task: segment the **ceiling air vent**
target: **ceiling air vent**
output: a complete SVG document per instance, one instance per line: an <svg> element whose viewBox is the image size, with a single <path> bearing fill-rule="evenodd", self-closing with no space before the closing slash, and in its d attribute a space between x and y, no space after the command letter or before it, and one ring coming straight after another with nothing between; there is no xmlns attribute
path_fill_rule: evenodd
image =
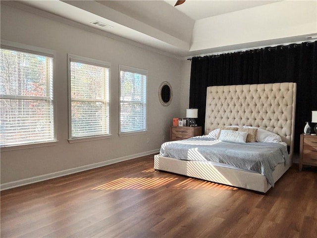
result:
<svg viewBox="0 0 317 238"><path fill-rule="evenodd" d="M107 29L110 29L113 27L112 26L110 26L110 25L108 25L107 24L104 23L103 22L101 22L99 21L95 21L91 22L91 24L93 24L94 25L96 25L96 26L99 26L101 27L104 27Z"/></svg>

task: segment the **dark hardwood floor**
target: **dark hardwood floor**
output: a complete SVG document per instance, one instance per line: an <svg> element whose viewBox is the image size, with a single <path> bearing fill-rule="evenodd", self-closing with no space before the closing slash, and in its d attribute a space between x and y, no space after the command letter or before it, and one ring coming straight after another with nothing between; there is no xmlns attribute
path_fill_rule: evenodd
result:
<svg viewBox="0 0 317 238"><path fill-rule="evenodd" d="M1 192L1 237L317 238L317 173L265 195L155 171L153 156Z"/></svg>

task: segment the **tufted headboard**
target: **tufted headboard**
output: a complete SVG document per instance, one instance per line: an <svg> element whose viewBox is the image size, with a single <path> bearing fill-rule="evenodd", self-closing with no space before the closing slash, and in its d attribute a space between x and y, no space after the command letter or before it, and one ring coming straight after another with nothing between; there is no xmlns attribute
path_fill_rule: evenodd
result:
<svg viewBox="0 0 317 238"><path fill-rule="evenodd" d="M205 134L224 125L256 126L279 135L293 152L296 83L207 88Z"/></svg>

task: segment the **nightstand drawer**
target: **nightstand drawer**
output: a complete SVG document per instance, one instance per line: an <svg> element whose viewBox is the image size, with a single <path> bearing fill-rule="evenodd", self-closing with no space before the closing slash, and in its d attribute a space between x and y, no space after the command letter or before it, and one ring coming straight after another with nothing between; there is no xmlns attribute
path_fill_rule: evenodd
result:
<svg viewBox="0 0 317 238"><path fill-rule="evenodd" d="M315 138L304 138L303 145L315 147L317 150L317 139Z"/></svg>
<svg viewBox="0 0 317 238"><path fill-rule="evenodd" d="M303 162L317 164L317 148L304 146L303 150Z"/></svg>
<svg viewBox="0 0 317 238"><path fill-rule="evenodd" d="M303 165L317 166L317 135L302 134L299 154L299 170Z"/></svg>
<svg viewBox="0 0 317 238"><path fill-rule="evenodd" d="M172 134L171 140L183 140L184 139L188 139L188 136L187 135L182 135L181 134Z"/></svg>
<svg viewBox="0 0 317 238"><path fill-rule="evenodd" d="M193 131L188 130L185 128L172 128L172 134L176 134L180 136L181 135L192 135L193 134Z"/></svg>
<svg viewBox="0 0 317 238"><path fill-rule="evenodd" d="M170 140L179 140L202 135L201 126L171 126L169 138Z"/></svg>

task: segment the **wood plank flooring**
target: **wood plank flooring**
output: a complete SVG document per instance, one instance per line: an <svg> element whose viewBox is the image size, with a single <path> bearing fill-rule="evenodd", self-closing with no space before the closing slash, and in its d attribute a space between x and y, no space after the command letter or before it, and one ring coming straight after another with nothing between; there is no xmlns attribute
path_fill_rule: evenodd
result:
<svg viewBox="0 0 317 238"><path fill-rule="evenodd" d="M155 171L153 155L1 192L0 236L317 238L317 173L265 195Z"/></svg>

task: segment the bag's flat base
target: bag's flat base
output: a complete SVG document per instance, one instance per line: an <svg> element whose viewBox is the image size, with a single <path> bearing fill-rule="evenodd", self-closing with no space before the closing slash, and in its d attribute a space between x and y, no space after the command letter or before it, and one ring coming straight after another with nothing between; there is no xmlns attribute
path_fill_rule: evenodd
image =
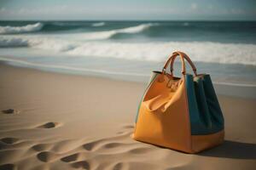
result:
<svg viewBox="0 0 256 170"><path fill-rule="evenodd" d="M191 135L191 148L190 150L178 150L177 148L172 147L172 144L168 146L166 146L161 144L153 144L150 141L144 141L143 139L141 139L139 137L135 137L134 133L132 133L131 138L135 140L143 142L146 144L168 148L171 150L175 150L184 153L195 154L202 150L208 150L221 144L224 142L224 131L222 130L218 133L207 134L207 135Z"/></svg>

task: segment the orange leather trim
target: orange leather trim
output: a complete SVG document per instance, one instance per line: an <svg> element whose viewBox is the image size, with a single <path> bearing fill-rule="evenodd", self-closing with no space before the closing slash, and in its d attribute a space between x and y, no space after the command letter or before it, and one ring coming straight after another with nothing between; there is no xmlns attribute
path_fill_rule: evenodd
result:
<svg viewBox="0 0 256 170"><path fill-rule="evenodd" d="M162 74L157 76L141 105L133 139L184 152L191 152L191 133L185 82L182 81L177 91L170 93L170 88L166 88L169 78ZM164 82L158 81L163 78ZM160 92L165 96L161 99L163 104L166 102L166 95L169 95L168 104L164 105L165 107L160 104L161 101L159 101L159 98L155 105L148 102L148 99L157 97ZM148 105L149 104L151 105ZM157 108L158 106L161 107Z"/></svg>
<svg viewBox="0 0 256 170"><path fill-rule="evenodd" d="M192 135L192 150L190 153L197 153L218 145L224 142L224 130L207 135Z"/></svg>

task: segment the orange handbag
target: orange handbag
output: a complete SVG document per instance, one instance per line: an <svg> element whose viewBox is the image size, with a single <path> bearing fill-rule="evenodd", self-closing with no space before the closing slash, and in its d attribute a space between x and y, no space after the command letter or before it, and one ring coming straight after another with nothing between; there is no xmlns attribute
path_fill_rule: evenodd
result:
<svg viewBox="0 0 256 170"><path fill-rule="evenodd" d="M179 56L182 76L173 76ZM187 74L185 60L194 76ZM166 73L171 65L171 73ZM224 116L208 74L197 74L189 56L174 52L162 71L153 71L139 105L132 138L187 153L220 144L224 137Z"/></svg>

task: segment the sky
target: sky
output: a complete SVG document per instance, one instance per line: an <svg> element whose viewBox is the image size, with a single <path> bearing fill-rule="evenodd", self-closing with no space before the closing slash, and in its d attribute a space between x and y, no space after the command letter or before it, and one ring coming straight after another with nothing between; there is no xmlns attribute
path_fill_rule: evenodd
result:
^^^^^^^^^^^^^^^^
◆ **What to work on**: Present every line of the items above as a Markdown table with the columns Row and Item line, numbering the rows and skipping blank lines. Leave the pictures out of the answer.

◆ **Completed exercise**:
| Row | Item line |
|---|---|
| 1 | task: segment the **ceiling air vent** |
| 2 | target: **ceiling air vent** |
| 3 | output: a complete SVG document per instance, one instance per line: an <svg> element whose viewBox is the image size, with a single <path> bearing fill-rule="evenodd", self-closing with no space before the closing slash, and in its d attribute a space between x and y, no space after the command letter or before it, and one ring coming straight after another with nothing between; there is no xmlns attribute |
| 4 | path_fill_rule: evenodd |
| 5 | image = |
| 6 | result: |
| 7 | <svg viewBox="0 0 317 238"><path fill-rule="evenodd" d="M107 29L110 29L113 27L112 26L110 26L110 25L108 25L107 24L104 23L103 22L101 22L99 21L95 21L91 22L91 24L93 24L94 25L96 25L96 26L99 26L101 27L104 27Z"/></svg> |
| 8 | task: segment the **dark hardwood floor** |
| 9 | target: **dark hardwood floor** |
| 10 | output: a complete SVG document per instance, one instance per line: an <svg> element whose viewBox is the image size, with a single <path> bearing fill-rule="evenodd", self-closing with no space before the closing slash, and in its d attribute a space between x and y, no space after the command letter or before it, and one ring coming straight after another with nothing between; there is no xmlns attribute |
| 11 | path_fill_rule: evenodd |
| 12 | result: |
| 13 | <svg viewBox="0 0 317 238"><path fill-rule="evenodd" d="M1 192L1 237L317 238L317 173L265 195L155 171L153 156Z"/></svg> |
| 14 | task: segment the **tufted headboard** |
| 15 | target: **tufted headboard** |
| 16 | output: a complete SVG document per instance, one instance per line: an <svg> element whose viewBox is the image size, with a single <path> bearing fill-rule="evenodd", self-closing with no space before the closing slash, and in its d attribute a space between x and y, no space after the command letter or before it, and one ring coming straight after another with nothing between; there is no xmlns attribute |
| 17 | path_fill_rule: evenodd |
| 18 | result: |
| 19 | <svg viewBox="0 0 317 238"><path fill-rule="evenodd" d="M205 134L224 125L256 126L279 135L293 152L296 83L207 88Z"/></svg> |
| 20 | task: segment the **nightstand drawer** |
| 21 | target: **nightstand drawer** |
| 22 | output: a complete SVG document per instance, one instance per line: an <svg> element whose viewBox is the image size, with a single <path> bearing fill-rule="evenodd", self-closing with no space before the closing slash, and in its d attribute a space between x and y, no space after the command letter or before it, and one ring coming straight after another with nothing between; there is no xmlns attribute |
| 23 | path_fill_rule: evenodd |
| 24 | result: |
| 25 | <svg viewBox="0 0 317 238"><path fill-rule="evenodd" d="M315 138L304 138L303 145L315 147L317 150L317 139Z"/></svg> |
| 26 | <svg viewBox="0 0 317 238"><path fill-rule="evenodd" d="M303 162L317 164L317 148L304 146L303 150Z"/></svg> |
| 27 | <svg viewBox="0 0 317 238"><path fill-rule="evenodd" d="M303 165L317 166L317 135L302 134L299 154L299 170Z"/></svg> |
| 28 | <svg viewBox="0 0 317 238"><path fill-rule="evenodd" d="M172 134L171 140L183 140L184 139L188 139L188 136L187 135L182 135L181 134Z"/></svg> |
| 29 | <svg viewBox="0 0 317 238"><path fill-rule="evenodd" d="M193 131L188 130L185 128L172 128L172 134L176 134L180 136L181 135L192 135L193 134Z"/></svg> |
| 30 | <svg viewBox="0 0 317 238"><path fill-rule="evenodd" d="M170 140L179 140L202 135L201 126L171 126L169 138Z"/></svg> |
| 31 | task: segment the **wood plank flooring** |
| 32 | target: **wood plank flooring** |
| 33 | output: a complete SVG document per instance, one instance per line: an <svg> element whose viewBox is the image size, with a single <path> bearing fill-rule="evenodd", self-closing with no space before the closing slash, and in its d attribute a space between x and y, no space after the command letter or before it, and one ring coming straight after another with nothing between; there is no xmlns attribute |
| 34 | path_fill_rule: evenodd |
| 35 | result: |
| 36 | <svg viewBox="0 0 317 238"><path fill-rule="evenodd" d="M155 171L153 155L1 192L0 236L317 238L317 173L265 195Z"/></svg> |
| 37 | task: segment the bag's flat base |
| 38 | target: bag's flat base |
| 39 | output: a complete SVG document per instance, one instance per line: an <svg> element whose viewBox is the image size, with a single <path> bearing fill-rule="evenodd", self-closing with no space before the closing slash, and in its d attribute a space between x and y, no space after the command letter or before it, and one ring coming straight after another with nothing between; there is no xmlns attribute |
| 40 | path_fill_rule: evenodd |
| 41 | image = |
| 42 | result: |
| 43 | <svg viewBox="0 0 256 170"><path fill-rule="evenodd" d="M191 135L191 148L190 150L178 150L177 148L172 147L172 144L168 146L166 146L161 144L153 144L150 141L144 141L143 139L141 139L139 137L135 137L134 133L132 133L131 138L135 140L143 142L146 144L168 148L171 150L175 150L184 153L195 154L202 150L208 150L221 144L224 142L224 131L222 130L218 133L207 134L207 135Z"/></svg> |
| 44 | task: segment the orange leather trim |
| 45 | target: orange leather trim |
| 46 | output: a complete SVG document per instance, one instance per line: an <svg> element whose viewBox is the image size, with a single <path> bearing fill-rule="evenodd", self-closing with no space before the closing slash, and in its d attribute a space between x and y, no space after the command letter or before it, and one ring coming straight after another with nothing between; there is no xmlns attribute |
| 47 | path_fill_rule: evenodd |
| 48 | result: |
| 49 | <svg viewBox="0 0 256 170"><path fill-rule="evenodd" d="M162 74L157 76L141 105L133 139L184 152L191 152L191 133L185 82L182 81L177 91L170 93L170 88L166 88L169 78ZM164 82L158 81L163 78ZM160 92L165 96L161 99L163 104L166 102L166 95L169 95L168 104L164 105L165 107L160 104L161 101L159 101L159 98L155 105L148 102L148 99L157 97ZM148 105L149 104L151 105ZM157 108L158 106L161 107Z"/></svg> |
| 50 | <svg viewBox="0 0 256 170"><path fill-rule="evenodd" d="M192 135L192 150L190 153L197 153L218 145L224 142L224 130L207 135Z"/></svg> |
| 51 | task: segment the orange handbag |
| 52 | target: orange handbag |
| 53 | output: a complete SVG document per instance, one instance per line: an <svg> element whose viewBox is the image size, with a single <path> bearing fill-rule="evenodd", self-closing with no space before the closing slash, and in its d attribute a space between x and y, no space after the command letter or before it, and one ring coming straight after another with nothing between; there is no xmlns attribute |
| 54 | path_fill_rule: evenodd |
| 55 | result: |
| 56 | <svg viewBox="0 0 256 170"><path fill-rule="evenodd" d="M179 56L182 76L173 76ZM187 74L185 60L194 76ZM166 73L171 65L171 73ZM224 116L208 74L197 74L189 56L174 52L162 71L153 71L139 105L132 138L187 153L220 144L224 137Z"/></svg> |
| 57 | task: segment the sky |
| 58 | target: sky |
| 59 | output: a complete SVG document per instance, one instance per line: an <svg> element whose viewBox is the image size, with a single <path> bearing fill-rule="evenodd", self-closing with no space before the closing slash, and in its d attribute a space between x and y, no space after the command letter or before it, and one ring coming straight after another with nothing between; there is no xmlns attribute |
| 60 | path_fill_rule: evenodd |
| 61 | result: |